Als Maßnahmen zur Umsetzung dieser Strategien bringt der Klimaplan die klassischen drei Formen, nämlich Regulierungen, Anreize und den „kulturellen Wandel“, lässt aber die sozialen Ausgleichsmaßnahmen außen vor. Eine überraschende Lücke, die sich in den Aktionsfeldern spiegelt. Im Plan findet sich kein Aktionsfeld „Soziale Klimagerechtigkeit“ und unter allen 157 Maßnahmen findet sich keine Aktion, die gezielt die relative Armutsquote senken soll. Weiters fehlen im Klimaplan Maßnahmen, die starke CO2-Emissionsverursacher belasten und geringe CO2-Verursacher entlasten.

* Aufgabe: Kannst du aus dem Textauszug zum Klimaplan die Stelle von „Als Maßnahmen zur“ bis „geringe CO2-Verursacher entlasten.“ wortgetreu ausgeben? Die Datensätze braucht man hier nicht.

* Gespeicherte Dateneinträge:
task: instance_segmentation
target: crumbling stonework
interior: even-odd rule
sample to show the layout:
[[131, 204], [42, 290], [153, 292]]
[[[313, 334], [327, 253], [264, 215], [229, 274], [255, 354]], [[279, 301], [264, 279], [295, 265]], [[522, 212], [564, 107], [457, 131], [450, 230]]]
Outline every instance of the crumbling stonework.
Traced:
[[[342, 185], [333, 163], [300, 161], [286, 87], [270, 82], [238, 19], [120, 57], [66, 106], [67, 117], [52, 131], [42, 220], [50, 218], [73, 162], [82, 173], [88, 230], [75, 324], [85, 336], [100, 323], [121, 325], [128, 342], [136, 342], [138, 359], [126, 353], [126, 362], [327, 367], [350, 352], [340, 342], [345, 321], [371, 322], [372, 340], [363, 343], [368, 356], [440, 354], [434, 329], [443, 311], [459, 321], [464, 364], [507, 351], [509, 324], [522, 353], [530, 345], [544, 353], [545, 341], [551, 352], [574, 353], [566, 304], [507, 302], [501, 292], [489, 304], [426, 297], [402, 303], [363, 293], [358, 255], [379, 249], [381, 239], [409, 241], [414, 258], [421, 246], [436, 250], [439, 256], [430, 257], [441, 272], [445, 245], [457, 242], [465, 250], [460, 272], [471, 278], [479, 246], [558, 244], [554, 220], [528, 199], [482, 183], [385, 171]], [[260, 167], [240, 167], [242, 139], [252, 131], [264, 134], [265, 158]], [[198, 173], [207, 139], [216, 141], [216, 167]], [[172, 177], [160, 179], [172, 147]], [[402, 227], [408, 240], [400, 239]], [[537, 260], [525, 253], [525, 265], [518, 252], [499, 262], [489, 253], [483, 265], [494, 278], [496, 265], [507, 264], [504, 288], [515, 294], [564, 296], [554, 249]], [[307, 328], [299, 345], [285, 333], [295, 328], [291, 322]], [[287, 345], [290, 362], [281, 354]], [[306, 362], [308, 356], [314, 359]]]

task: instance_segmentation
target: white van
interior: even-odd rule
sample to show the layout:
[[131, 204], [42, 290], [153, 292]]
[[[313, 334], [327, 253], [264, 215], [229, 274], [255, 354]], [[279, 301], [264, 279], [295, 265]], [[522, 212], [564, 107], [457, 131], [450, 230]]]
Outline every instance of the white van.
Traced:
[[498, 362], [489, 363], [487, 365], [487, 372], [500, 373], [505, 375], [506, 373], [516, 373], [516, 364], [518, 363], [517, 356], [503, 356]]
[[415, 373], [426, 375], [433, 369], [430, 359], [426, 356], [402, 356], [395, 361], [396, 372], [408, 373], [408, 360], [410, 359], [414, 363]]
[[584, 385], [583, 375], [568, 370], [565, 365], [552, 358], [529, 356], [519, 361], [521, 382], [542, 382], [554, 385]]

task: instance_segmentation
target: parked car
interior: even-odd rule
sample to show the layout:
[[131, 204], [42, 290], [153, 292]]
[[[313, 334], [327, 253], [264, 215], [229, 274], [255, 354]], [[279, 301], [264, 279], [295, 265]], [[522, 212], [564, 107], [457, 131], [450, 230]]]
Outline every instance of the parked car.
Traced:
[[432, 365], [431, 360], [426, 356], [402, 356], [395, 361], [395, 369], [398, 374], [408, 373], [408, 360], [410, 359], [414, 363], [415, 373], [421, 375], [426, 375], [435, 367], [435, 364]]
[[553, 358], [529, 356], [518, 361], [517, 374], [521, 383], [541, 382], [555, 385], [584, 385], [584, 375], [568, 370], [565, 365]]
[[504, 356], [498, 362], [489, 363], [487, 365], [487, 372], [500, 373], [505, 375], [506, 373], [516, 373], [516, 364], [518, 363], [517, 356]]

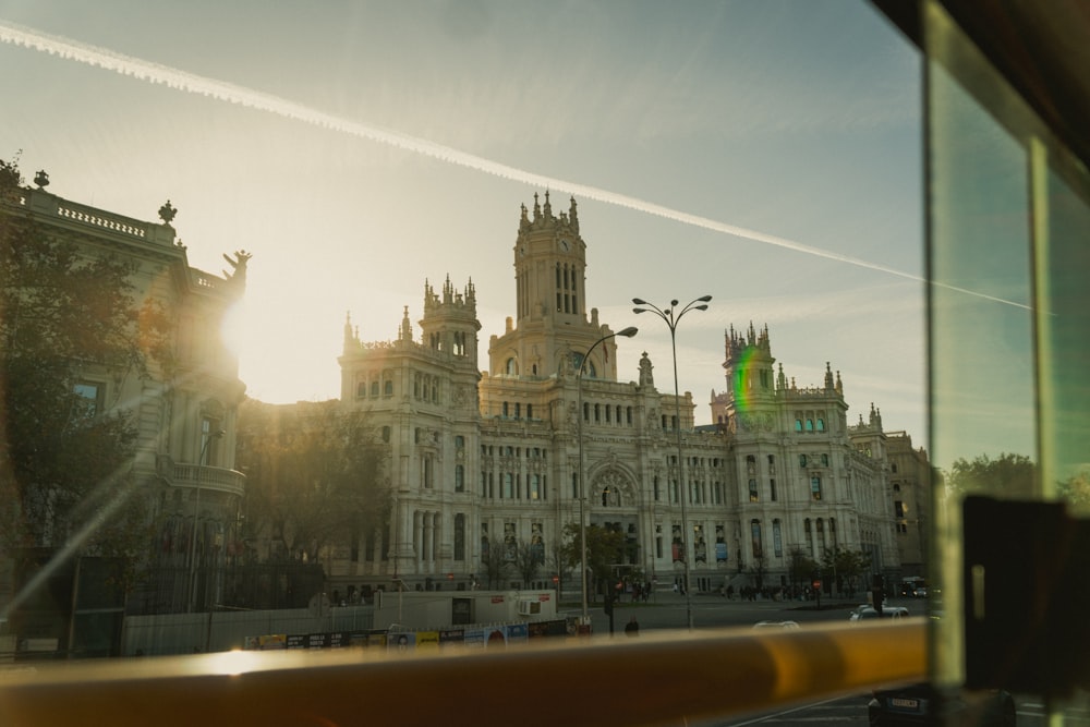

* Antwort:
Als Maßnahmen zur Umsetzung dieser Strategien bringt der Klimaplan die klassischen drei Formen, nämlich Regulierungen, Anreize und den „kulturellen Wandel“, lässt aber die sozialen Ausgleichsmaßnahmen außen vor. Eine überraschende Lücke, die sich in den Aktionsfeldern spiegelt. Im Plan findet sich kein Aktionsfeld „Soziale Klimagerechtigkeit“ und unter allen 157 Maßnahmen findet sich keine Aktion, die gezielt die relative Armutsquote senken soll. Weiters fehlen im Klimaplan Maßnahmen, die starke CO2-Emissionsverursacher belasten und geringe CO2-Verursacher entlasten.